*YOUR OBJECTIVE*: Which lines in the records below contain the string "woman"? List each of them in full, and treat uppercase and lowercase as different.

*DATASET RECORDS*:
◇ ◇ ◇ ◇ ◇

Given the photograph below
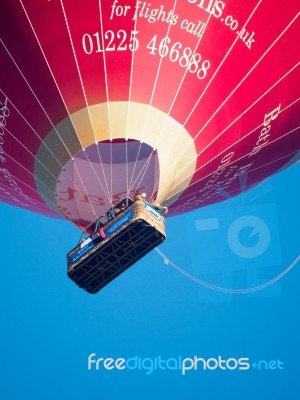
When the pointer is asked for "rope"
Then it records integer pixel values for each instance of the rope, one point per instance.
(226, 290)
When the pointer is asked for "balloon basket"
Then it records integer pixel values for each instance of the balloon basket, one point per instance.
(129, 237)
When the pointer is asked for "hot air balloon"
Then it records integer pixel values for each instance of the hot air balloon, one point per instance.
(190, 101)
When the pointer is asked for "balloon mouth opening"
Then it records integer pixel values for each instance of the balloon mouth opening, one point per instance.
(100, 175)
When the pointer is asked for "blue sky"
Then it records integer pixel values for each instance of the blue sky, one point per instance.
(49, 327)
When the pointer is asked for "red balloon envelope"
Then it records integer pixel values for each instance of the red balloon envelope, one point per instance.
(190, 101)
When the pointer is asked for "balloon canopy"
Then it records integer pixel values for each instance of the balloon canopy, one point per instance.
(190, 101)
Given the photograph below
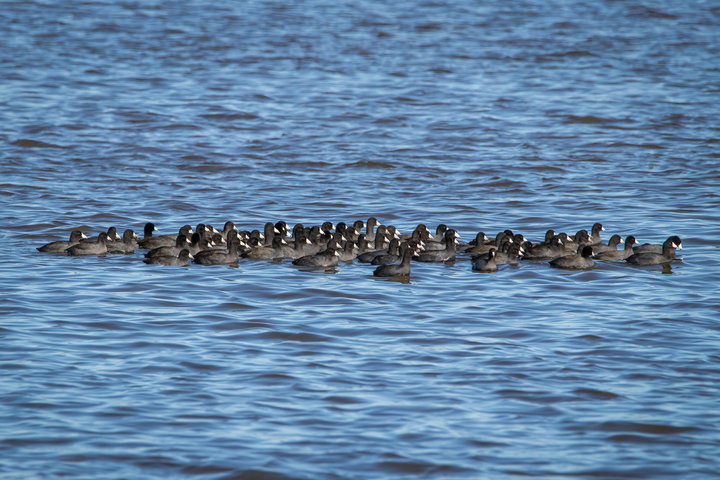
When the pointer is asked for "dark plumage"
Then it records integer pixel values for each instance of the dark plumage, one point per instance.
(326, 258)
(657, 248)
(179, 260)
(652, 258)
(61, 245)
(445, 255)
(397, 269)
(485, 263)
(126, 246)
(575, 262)
(617, 255)
(220, 257)
(181, 242)
(613, 243)
(96, 247)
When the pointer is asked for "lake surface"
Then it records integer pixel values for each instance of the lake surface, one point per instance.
(481, 115)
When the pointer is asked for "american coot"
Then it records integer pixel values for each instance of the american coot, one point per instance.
(326, 258)
(574, 244)
(149, 241)
(348, 253)
(171, 260)
(392, 249)
(96, 247)
(220, 257)
(445, 255)
(401, 269)
(554, 249)
(510, 255)
(657, 248)
(298, 249)
(181, 242)
(390, 259)
(575, 262)
(652, 258)
(61, 245)
(480, 244)
(126, 246)
(265, 252)
(380, 248)
(485, 263)
(613, 243)
(370, 226)
(595, 233)
(617, 255)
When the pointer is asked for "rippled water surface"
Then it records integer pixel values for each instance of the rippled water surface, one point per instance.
(481, 115)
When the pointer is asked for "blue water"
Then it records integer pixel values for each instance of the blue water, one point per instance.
(524, 115)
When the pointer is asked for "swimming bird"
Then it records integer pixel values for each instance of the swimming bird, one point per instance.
(445, 255)
(149, 241)
(61, 245)
(126, 246)
(181, 242)
(267, 252)
(485, 263)
(179, 260)
(326, 258)
(554, 249)
(370, 227)
(510, 255)
(612, 244)
(392, 249)
(401, 269)
(657, 248)
(96, 247)
(220, 257)
(617, 255)
(389, 258)
(652, 258)
(575, 262)
(595, 233)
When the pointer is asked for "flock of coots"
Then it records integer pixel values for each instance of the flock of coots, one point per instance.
(323, 246)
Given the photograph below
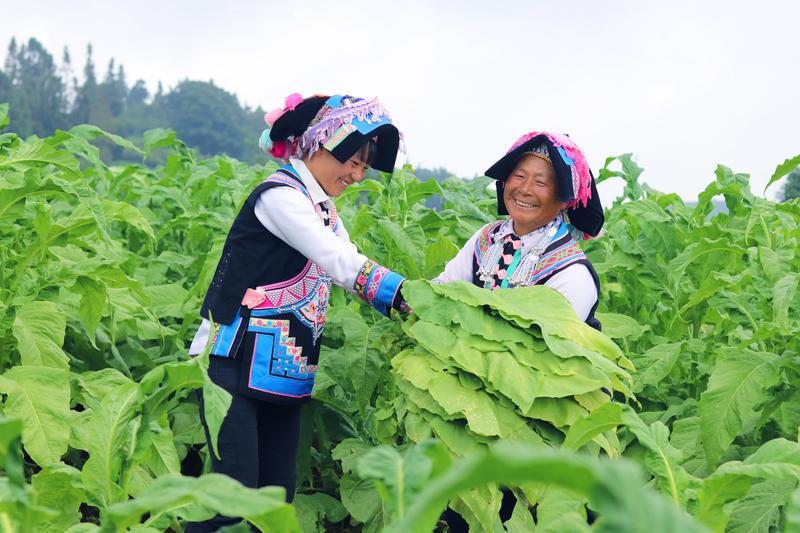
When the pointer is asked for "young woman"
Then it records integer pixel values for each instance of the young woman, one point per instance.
(265, 309)
(545, 186)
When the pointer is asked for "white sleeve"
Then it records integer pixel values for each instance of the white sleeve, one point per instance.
(576, 284)
(289, 215)
(460, 267)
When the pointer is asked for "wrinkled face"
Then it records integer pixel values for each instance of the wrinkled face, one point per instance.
(334, 177)
(531, 194)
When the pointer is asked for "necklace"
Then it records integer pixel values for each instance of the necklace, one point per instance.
(542, 237)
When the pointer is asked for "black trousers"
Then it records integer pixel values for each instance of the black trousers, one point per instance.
(257, 441)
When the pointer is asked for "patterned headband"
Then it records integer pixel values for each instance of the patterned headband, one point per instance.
(573, 157)
(540, 152)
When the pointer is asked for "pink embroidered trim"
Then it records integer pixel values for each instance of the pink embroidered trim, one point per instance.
(581, 178)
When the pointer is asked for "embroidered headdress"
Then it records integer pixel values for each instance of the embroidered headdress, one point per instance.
(341, 124)
(574, 179)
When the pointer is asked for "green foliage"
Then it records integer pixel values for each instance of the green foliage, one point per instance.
(613, 488)
(102, 270)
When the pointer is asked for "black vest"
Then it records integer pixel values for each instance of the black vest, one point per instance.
(252, 256)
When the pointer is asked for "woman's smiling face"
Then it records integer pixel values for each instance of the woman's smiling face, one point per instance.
(531, 194)
(334, 177)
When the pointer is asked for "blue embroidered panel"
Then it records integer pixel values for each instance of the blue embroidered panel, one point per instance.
(278, 366)
(223, 337)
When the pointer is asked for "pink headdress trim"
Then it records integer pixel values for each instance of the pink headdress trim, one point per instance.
(328, 121)
(281, 149)
(581, 177)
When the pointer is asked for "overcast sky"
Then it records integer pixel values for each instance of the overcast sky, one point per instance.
(683, 85)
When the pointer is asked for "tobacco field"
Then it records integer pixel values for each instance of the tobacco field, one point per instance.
(682, 415)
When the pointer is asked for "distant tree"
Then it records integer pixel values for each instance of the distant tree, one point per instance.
(207, 117)
(437, 173)
(791, 189)
(67, 75)
(113, 90)
(35, 90)
(138, 94)
(87, 93)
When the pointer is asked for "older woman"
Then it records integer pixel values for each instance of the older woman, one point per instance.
(545, 186)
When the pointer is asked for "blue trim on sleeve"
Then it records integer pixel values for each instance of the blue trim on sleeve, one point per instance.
(387, 291)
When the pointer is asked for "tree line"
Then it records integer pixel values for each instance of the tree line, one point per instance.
(45, 95)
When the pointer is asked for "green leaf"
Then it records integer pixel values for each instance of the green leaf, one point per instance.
(173, 495)
(619, 326)
(775, 460)
(739, 384)
(314, 509)
(560, 510)
(3, 116)
(89, 132)
(760, 510)
(784, 168)
(59, 487)
(93, 303)
(655, 364)
(399, 478)
(39, 396)
(125, 212)
(360, 498)
(35, 152)
(783, 295)
(602, 419)
(158, 138)
(793, 513)
(39, 330)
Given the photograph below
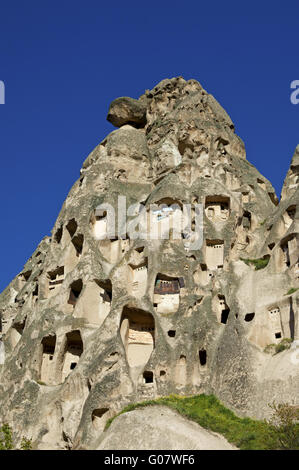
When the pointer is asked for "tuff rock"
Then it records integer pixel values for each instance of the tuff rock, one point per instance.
(97, 321)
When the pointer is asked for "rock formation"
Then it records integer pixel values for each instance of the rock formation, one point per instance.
(99, 319)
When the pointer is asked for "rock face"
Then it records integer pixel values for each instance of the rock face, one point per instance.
(99, 319)
(158, 428)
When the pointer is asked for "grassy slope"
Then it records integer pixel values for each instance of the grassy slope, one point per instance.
(206, 410)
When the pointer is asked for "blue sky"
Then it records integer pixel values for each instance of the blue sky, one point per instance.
(64, 61)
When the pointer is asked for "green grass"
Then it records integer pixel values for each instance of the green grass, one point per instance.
(260, 263)
(292, 290)
(208, 411)
(277, 348)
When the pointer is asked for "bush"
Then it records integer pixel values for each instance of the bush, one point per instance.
(208, 412)
(291, 291)
(259, 263)
(284, 426)
(6, 439)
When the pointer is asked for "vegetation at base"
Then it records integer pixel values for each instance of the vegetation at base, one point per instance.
(292, 290)
(6, 439)
(277, 348)
(259, 263)
(244, 433)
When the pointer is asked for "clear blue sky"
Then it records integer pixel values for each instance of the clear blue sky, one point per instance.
(64, 61)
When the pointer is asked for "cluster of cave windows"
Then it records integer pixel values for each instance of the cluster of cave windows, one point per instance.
(137, 330)
(167, 293)
(75, 291)
(55, 367)
(214, 254)
(217, 208)
(55, 278)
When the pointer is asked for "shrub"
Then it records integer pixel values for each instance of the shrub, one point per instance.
(208, 412)
(6, 439)
(292, 290)
(284, 425)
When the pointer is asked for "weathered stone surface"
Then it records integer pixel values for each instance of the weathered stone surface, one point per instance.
(163, 428)
(127, 111)
(93, 324)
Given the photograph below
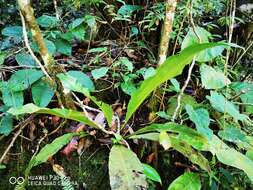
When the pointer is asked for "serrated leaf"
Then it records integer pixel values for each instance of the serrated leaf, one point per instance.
(23, 79)
(221, 104)
(201, 119)
(212, 79)
(166, 71)
(187, 181)
(151, 173)
(6, 125)
(42, 93)
(125, 169)
(82, 79)
(99, 73)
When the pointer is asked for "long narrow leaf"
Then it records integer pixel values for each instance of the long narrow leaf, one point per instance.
(64, 113)
(71, 83)
(172, 67)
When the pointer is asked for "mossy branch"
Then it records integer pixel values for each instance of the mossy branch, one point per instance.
(51, 66)
(166, 30)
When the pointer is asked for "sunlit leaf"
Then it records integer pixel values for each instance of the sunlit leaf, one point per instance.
(172, 67)
(42, 93)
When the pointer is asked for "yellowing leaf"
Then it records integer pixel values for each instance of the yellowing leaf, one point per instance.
(187, 181)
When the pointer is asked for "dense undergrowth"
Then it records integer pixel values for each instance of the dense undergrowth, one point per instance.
(84, 103)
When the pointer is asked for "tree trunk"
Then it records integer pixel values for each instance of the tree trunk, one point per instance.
(50, 65)
(166, 30)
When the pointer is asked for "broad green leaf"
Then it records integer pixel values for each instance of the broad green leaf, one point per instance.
(71, 83)
(10, 97)
(125, 169)
(99, 73)
(194, 156)
(128, 9)
(221, 104)
(186, 99)
(201, 119)
(187, 181)
(175, 84)
(212, 79)
(6, 125)
(90, 20)
(51, 149)
(2, 166)
(64, 113)
(246, 91)
(191, 39)
(47, 21)
(49, 44)
(249, 154)
(98, 50)
(231, 157)
(164, 140)
(78, 32)
(82, 79)
(146, 136)
(63, 46)
(42, 93)
(124, 61)
(235, 135)
(75, 23)
(25, 59)
(2, 57)
(13, 31)
(23, 79)
(128, 86)
(151, 173)
(172, 67)
(184, 133)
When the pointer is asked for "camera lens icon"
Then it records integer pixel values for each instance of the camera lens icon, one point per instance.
(16, 180)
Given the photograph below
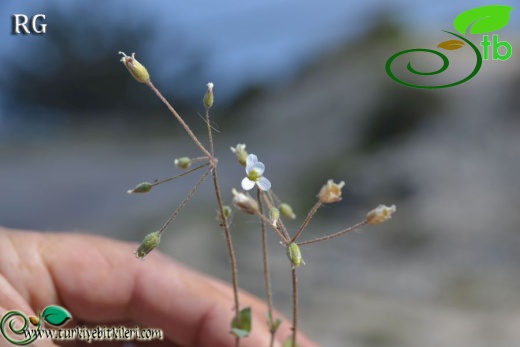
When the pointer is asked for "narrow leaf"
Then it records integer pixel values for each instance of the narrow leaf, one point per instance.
(56, 315)
(239, 332)
(483, 19)
(241, 324)
(273, 326)
(451, 45)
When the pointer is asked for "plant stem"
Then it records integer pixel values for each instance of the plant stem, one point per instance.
(307, 220)
(295, 305)
(285, 240)
(213, 168)
(227, 234)
(180, 175)
(339, 233)
(267, 281)
(210, 134)
(184, 202)
(184, 125)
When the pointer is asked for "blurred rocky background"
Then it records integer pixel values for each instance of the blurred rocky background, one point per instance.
(304, 86)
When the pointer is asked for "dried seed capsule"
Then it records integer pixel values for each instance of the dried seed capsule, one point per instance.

◇ ◇ ◇ ◇ ◇

*ANSWER TO THIS PROBLEM*:
When the pointer is asked for "young woman"
Then it records integer pixel values for each instance of the young woman, one point per instance.
When the pointer is asked for "woman's smiling face"
Then it records integer pixel values for each instance of the woman's smiling face, one point per instance.
When the pointer is asked for "older woman"
Then it records integer pixel values for each instance of the older woman, one point per instance.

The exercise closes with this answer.